Pukar is a 1939 Indian film produced and directed by Sohrab Modi at the Bombay-based production house Minerva Movietone. The film is about Mughal emperor Jehangir's legendary justice and his inner conflict when his wife kills an innocent citizen by mistake.

It is a typical Sohrab Modi production (which always seemed to be historical) with heavy and lengthy Urdu dialogues said in a loud and dramatic style. Story and lyrics are by Kamal Amrohi. Pukar is considered to be the earliest Muslim social film.

==Plot==
Set in the court of the strict yet fair Mughal emperor Jahangir, the film tells the stories of two star-crossed lovers. The first is that of Mangal Singh and Kanwar, whose love is threatened by a violent feud between their families. The second is the well-known tale of Jahangir and Nur Jahan.

• RECORD EXCERPTS:

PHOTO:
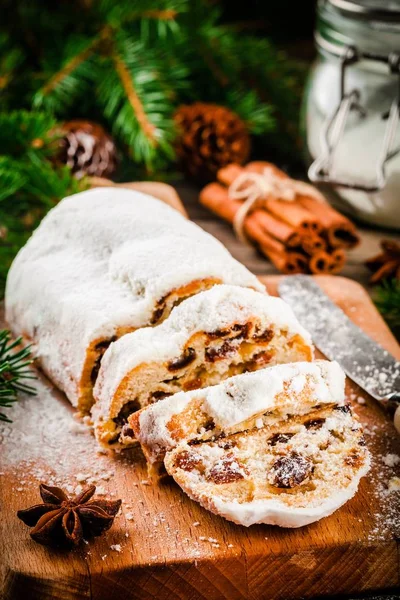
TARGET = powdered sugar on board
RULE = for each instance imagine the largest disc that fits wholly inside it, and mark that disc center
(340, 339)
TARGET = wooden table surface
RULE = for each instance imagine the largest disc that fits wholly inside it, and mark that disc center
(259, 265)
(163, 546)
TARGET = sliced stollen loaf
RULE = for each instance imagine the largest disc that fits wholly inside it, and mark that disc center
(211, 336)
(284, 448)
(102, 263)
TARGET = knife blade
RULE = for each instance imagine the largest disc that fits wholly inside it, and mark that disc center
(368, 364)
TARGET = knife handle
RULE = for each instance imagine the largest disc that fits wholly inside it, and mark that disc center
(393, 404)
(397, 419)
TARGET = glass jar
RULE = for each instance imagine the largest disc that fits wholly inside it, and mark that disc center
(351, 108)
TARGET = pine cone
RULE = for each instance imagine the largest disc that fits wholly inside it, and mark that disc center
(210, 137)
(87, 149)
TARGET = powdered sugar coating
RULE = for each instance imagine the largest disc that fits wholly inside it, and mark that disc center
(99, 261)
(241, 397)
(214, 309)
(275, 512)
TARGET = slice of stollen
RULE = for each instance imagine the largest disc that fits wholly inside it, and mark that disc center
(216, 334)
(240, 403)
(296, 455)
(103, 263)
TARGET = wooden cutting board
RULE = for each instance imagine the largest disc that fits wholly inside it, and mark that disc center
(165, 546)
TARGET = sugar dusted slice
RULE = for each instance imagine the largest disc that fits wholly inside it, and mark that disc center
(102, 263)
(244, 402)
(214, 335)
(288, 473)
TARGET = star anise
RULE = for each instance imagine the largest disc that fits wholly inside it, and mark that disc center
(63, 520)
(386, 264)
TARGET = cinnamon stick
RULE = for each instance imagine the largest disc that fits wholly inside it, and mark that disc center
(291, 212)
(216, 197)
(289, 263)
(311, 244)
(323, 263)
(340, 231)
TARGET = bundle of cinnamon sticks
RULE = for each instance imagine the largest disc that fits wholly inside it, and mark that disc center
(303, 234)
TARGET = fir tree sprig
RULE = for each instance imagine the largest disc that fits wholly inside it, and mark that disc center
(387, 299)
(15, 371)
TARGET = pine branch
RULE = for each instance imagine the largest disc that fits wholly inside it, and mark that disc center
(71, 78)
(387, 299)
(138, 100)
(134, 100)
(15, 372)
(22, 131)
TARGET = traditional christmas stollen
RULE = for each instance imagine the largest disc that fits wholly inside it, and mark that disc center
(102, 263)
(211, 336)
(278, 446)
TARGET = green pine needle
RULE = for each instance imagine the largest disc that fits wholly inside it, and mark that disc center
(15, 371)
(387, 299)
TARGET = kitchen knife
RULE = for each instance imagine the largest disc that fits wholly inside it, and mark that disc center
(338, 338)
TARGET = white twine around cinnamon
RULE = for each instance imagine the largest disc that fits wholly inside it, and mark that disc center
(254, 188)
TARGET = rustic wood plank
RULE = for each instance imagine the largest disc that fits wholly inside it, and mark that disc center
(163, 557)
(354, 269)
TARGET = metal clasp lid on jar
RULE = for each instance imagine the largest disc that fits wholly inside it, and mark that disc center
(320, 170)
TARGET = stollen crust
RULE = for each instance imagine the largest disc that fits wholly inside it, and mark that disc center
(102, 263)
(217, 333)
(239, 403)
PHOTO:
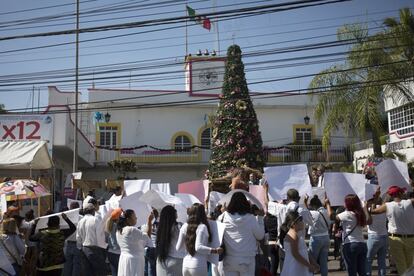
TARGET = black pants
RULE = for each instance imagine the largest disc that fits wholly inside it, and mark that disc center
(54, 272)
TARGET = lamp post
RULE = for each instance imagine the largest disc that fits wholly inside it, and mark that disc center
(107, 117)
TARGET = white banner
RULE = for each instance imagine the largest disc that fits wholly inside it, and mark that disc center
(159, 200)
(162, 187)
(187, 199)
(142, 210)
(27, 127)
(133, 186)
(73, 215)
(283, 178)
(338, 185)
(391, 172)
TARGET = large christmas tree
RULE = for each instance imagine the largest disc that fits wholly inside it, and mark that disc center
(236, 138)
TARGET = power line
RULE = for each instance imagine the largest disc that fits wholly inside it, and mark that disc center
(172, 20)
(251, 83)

• TASK GOAL:
Rewrite the part of the text on the film Pukar that opens with "It is a typical" and closes with "Muslim social film.", swapping "dialogues" for "speeches".

• SOLUTION TO THE PROBLEM:
It is a typical Sohrab Modi production (which always seemed to be historical) with heavy and lengthy Urdu speeches said in a loud and dramatic style. Story and lyrics are by Kamal Amrohi. Pukar is considered to be the earliest Muslim social film.